┌──

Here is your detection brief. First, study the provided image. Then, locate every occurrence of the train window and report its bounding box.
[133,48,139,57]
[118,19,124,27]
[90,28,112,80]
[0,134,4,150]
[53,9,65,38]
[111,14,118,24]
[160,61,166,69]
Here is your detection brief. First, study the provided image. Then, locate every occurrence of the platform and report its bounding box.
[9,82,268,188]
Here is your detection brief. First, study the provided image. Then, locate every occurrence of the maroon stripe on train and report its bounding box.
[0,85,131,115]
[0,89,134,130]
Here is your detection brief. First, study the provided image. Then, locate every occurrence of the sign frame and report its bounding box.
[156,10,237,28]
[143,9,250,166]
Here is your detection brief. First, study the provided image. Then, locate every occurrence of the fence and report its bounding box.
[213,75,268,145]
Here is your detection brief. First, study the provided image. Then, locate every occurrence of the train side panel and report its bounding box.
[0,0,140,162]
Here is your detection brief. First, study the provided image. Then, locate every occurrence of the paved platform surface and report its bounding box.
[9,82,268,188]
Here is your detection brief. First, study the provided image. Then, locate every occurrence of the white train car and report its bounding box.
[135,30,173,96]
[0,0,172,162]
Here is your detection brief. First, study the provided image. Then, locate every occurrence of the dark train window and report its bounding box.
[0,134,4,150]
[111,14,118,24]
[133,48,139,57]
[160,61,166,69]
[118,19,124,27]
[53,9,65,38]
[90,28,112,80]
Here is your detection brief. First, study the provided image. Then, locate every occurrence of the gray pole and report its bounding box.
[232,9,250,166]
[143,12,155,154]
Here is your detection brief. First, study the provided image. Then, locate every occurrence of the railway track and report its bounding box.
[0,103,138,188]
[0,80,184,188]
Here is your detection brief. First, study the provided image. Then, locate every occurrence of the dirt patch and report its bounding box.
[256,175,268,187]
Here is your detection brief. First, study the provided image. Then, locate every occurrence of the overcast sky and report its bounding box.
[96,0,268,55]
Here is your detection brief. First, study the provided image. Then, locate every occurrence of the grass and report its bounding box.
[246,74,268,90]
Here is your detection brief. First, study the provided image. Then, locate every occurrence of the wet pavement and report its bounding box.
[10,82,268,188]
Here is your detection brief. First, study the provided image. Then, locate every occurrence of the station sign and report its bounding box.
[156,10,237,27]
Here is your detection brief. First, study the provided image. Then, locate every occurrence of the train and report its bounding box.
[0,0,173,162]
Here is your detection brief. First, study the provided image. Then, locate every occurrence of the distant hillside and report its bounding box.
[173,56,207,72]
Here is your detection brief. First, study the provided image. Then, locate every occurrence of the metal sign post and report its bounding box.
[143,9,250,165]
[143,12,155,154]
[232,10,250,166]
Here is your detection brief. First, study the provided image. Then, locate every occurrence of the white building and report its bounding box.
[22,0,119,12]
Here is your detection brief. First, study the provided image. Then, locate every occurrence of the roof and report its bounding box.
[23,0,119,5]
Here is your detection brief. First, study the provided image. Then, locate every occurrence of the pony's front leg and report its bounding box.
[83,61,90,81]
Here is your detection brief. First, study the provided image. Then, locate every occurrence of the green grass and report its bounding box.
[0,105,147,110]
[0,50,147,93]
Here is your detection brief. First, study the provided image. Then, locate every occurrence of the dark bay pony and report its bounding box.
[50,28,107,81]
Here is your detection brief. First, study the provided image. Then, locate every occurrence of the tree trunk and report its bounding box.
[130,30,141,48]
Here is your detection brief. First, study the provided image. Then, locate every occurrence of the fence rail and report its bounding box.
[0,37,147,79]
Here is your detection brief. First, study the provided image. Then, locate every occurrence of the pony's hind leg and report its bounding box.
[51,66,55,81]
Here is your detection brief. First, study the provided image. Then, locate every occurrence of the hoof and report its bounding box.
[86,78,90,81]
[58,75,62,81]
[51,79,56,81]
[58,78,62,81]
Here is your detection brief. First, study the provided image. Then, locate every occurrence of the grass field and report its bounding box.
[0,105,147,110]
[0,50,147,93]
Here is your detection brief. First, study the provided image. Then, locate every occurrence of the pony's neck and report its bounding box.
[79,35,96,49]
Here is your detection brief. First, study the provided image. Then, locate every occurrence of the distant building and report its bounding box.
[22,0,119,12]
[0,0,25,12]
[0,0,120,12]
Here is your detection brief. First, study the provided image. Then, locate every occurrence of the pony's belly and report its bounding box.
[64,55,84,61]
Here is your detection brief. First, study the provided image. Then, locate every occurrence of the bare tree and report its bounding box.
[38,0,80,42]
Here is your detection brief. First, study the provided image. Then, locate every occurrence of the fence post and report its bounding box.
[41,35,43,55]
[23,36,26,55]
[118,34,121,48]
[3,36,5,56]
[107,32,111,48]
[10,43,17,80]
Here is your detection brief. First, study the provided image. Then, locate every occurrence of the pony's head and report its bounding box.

└──

# BRIEF:
Convert the listing above, from the line with "the train and report its bounding box." to the line with "[0,37,147,79]", both included, into a Markdown table whose columns are Row and Line. Number each line in sequence and leave out any blank lines.

# EXERCISE ANSWER:
| Row | Line |
|---|---|
| 1 | Here is your detection brief. First, study the provided image. Then, locate every occurrence of the train and report its bounding box. |
| 2 | [0,0,173,162] |
| 3 | Here is your detection brief. First, study the provided image. Then, locate every occurrence of the distant hillside and report its bounding box. |
| 4 | [173,56,207,72] |
| 5 | Here is your detection brief. First, study the provided image. Then, locate every occurrence of the metal sign post and report its bounding box. |
| 6 | [143,9,250,165] |
| 7 | [143,12,155,154] |
| 8 | [232,10,250,166] |
| 9 | Here is your detection brief. First, study the provided image. Then, locate every occurrence of the white building and report its bounding box. |
| 10 | [22,0,119,12] |
| 11 | Here is your detection brief. First, study the provided image. Then, locate every occurrence of the roof and report its bounding box. |
| 12 | [23,0,119,5] |
| 13 | Here is your detection brief. First, study the provided image. Then, locate every occurrence of the pony's front leg and report its bounding box. |
| 14 | [83,61,90,81] |
| 15 | Here is your detection brief. First, study the provided image. Then, locate every occurrence of the green grass and report its bounding box. |
| 16 | [0,105,147,110] |
| 17 | [0,50,147,93] |
| 18 | Here is your detection brief. First, study the provided image. Then, locate every occurrence of the dark bay pony and report its bounding box. |
| 19 | [50,28,107,81] |
| 20 | Here is your detection brief. First, study the provided image. Then, locate every occurrence of the tree trunk and report its bounding box. |
| 21 | [130,30,141,48] |
| 22 | Here is your detection brief. First, study the provided image. Then, locate every occurrence of the fence rail and report its bounding box. |
| 23 | [0,37,147,79] |